## Exercise details
Write out exactly the lines from the one containing "Where can you see the shoulder" through the last line of the records below, including both.

[Dataset records about object locations]
"""
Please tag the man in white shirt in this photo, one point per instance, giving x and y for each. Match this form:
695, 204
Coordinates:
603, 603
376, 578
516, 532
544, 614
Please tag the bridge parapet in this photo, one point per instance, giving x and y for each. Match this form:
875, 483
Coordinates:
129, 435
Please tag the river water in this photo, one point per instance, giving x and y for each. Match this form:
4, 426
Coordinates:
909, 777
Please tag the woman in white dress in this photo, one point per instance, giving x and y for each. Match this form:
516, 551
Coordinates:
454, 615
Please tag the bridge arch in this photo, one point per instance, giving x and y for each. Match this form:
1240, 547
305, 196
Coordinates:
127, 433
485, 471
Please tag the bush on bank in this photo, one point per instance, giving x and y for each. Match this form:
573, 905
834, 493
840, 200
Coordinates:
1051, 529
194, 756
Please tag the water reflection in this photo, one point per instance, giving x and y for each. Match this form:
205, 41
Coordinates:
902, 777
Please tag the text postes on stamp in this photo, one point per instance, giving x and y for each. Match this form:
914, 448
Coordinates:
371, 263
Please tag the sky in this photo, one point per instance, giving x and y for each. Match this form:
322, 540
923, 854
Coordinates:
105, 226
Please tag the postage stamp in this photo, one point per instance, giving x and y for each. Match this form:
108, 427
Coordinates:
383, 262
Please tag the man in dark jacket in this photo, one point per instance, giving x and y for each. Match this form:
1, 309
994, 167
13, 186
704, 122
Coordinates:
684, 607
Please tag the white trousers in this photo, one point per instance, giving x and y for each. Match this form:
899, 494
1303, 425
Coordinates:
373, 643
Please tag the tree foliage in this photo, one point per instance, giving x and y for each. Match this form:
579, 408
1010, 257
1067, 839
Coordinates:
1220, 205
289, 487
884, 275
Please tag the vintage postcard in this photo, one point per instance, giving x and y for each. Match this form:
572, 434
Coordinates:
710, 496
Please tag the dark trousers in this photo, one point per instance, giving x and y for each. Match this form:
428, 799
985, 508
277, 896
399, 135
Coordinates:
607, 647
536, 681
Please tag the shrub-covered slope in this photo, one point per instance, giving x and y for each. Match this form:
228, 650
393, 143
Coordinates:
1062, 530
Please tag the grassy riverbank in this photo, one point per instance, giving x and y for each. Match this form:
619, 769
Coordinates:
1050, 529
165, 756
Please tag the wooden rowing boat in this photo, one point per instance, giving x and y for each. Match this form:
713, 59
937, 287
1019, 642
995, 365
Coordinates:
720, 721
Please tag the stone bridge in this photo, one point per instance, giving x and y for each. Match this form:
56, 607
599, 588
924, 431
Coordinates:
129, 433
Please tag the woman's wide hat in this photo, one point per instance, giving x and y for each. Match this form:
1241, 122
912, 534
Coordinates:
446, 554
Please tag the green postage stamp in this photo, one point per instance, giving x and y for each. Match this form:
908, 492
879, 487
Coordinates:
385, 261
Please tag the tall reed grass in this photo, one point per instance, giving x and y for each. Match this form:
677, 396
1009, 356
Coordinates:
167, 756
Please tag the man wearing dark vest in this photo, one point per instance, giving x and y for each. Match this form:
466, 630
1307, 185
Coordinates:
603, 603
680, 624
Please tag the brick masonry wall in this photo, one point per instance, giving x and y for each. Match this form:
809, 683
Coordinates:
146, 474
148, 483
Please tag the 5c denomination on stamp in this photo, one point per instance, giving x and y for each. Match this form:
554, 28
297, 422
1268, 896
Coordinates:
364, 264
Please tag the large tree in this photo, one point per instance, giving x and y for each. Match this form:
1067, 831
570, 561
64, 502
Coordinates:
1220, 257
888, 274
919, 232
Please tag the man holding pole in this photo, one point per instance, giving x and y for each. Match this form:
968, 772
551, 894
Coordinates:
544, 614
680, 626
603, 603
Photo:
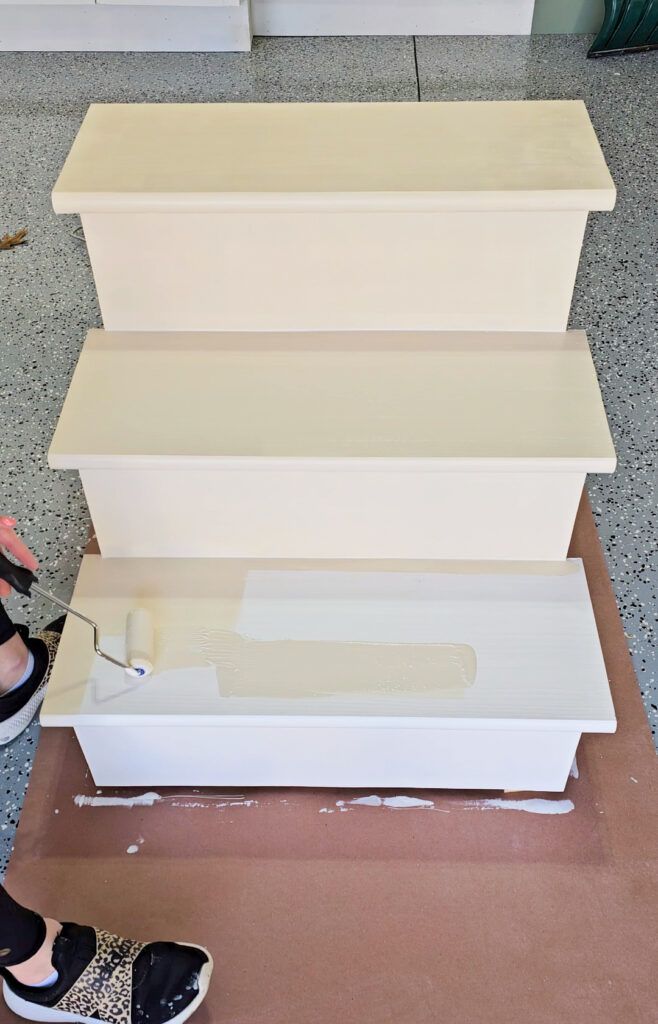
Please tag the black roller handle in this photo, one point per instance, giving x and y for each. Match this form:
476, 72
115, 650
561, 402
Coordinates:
18, 578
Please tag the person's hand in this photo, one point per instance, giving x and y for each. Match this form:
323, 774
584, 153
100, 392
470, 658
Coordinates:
15, 547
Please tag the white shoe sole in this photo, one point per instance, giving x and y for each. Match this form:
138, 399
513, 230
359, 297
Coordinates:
32, 1012
13, 726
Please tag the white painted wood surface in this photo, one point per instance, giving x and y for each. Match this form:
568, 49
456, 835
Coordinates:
335, 216
373, 17
263, 671
101, 27
442, 445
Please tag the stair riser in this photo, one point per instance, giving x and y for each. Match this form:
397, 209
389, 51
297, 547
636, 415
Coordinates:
335, 270
353, 756
333, 514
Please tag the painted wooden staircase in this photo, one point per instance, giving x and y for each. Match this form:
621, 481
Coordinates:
334, 437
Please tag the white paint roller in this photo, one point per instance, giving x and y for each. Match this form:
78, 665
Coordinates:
139, 642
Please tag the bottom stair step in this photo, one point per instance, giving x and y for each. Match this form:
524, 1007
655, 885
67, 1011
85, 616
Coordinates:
422, 674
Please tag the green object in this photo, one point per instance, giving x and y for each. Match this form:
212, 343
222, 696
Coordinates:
560, 16
628, 26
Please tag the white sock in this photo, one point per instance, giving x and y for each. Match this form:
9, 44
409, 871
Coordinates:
47, 982
26, 676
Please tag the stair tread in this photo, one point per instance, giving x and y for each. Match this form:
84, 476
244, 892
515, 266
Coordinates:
500, 155
441, 644
457, 399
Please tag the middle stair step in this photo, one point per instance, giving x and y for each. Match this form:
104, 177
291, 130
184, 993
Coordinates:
334, 445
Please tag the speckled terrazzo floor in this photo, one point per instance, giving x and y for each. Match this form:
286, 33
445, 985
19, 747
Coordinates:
47, 298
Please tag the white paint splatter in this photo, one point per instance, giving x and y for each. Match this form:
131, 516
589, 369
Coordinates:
396, 803
403, 802
143, 800
535, 806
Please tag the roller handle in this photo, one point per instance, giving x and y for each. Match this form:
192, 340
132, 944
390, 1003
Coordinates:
17, 577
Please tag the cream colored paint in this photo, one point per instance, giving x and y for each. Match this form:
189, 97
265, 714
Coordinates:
525, 628
209, 399
144, 156
335, 216
327, 445
337, 270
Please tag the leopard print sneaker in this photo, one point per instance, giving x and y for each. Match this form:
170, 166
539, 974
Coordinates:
103, 979
19, 707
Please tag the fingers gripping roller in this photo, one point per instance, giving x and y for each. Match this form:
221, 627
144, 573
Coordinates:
139, 627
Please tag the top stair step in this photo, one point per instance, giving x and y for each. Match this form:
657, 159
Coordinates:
335, 216
471, 156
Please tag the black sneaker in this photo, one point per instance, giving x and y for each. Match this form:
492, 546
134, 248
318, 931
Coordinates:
17, 709
107, 980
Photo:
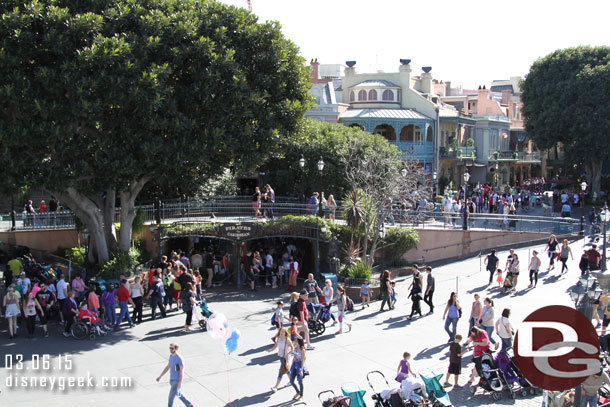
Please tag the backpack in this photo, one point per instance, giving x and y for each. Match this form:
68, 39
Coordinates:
294, 311
349, 303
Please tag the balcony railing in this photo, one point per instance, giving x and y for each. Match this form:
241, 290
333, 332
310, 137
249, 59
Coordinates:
515, 156
463, 153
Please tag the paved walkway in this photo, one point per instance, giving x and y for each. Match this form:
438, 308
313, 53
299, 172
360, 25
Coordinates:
213, 379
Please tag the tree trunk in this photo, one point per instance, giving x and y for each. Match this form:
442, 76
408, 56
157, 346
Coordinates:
109, 206
128, 212
594, 171
89, 213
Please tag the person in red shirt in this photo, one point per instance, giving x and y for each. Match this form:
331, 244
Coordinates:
124, 298
593, 257
303, 317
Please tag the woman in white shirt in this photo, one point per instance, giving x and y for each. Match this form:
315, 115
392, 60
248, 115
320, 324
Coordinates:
505, 330
135, 290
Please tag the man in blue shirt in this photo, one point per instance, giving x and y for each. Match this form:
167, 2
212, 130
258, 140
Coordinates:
176, 373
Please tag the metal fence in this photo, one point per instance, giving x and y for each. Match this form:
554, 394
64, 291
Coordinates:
207, 210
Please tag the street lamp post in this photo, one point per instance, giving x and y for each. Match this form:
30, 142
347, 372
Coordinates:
466, 178
586, 292
605, 217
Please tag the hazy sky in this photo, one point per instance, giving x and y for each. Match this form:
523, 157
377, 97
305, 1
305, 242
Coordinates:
467, 42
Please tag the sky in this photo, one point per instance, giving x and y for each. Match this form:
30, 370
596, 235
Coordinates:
469, 43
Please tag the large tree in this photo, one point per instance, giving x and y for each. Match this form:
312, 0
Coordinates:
566, 99
98, 97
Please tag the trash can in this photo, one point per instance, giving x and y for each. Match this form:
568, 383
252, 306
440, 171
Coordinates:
333, 280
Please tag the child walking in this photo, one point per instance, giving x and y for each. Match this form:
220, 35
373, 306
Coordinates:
365, 293
455, 362
499, 277
404, 368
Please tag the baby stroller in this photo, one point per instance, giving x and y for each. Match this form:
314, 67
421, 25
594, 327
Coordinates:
508, 282
490, 380
205, 314
392, 399
436, 393
355, 393
318, 316
334, 400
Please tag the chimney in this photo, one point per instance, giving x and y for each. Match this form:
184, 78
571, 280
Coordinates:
405, 73
315, 73
350, 70
426, 80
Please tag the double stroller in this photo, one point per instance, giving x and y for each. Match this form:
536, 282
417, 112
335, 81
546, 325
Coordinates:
501, 373
319, 315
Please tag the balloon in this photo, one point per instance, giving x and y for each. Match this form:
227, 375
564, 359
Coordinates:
232, 340
218, 326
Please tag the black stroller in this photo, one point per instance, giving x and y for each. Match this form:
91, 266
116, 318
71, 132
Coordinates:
490, 377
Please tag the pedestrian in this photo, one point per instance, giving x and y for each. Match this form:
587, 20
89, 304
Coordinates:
551, 249
404, 368
175, 366
429, 294
30, 305
342, 305
156, 294
564, 253
480, 341
312, 288
451, 315
284, 347
487, 319
504, 330
327, 295
491, 263
384, 289
514, 270
70, 310
297, 368
109, 304
124, 300
136, 292
188, 304
415, 296
534, 267
303, 317
455, 362
475, 312
590, 388
365, 293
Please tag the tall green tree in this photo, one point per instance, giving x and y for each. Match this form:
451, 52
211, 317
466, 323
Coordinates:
565, 99
98, 97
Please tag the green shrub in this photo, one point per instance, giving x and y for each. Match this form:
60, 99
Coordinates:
360, 270
122, 263
398, 241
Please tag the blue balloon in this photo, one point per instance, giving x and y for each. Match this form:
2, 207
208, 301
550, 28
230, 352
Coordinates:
232, 341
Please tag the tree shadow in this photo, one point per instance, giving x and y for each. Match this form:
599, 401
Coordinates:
478, 289
427, 353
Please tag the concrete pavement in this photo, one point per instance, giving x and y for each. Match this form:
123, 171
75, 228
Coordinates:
244, 378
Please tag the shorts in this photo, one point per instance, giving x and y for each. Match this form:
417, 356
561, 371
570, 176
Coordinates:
455, 368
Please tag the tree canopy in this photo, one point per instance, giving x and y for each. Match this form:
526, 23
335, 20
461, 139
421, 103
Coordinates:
565, 99
100, 97
313, 140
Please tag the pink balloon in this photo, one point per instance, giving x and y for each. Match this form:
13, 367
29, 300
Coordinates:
218, 326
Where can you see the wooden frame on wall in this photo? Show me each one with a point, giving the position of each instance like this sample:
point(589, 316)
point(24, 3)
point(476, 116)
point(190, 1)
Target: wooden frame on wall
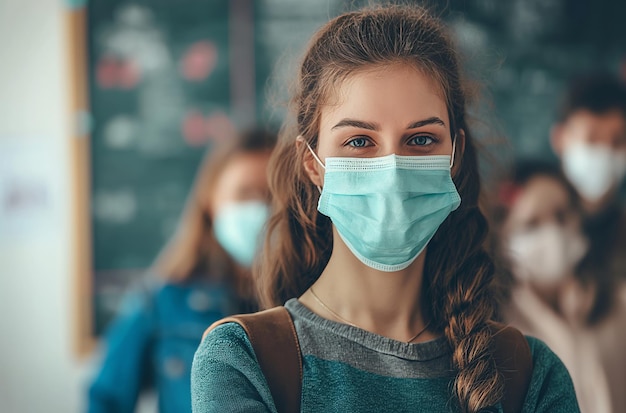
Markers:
point(76, 32)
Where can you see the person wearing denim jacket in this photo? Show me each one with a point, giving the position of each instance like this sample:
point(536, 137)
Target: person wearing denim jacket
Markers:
point(202, 275)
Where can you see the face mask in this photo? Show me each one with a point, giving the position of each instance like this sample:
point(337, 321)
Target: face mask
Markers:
point(593, 169)
point(547, 254)
point(387, 209)
point(238, 228)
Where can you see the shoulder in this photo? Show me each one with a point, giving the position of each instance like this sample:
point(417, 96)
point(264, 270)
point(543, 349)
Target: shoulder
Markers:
point(226, 344)
point(551, 388)
point(225, 374)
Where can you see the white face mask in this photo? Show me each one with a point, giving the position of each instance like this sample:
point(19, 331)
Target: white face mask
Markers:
point(593, 169)
point(239, 228)
point(547, 254)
"""
## Answer
Where can you see the shoulder in this photo? Show me each one with a point, giving the position of each instance like this sample:
point(417, 96)
point(264, 270)
point(543, 349)
Target: shoulder
Markers:
point(226, 344)
point(551, 388)
point(225, 374)
Where can you see the white face mask in this photo? Show me each one with a point, giving the position of each instance like this sample:
point(19, 331)
Target: white face mask
Markers:
point(593, 169)
point(239, 228)
point(547, 254)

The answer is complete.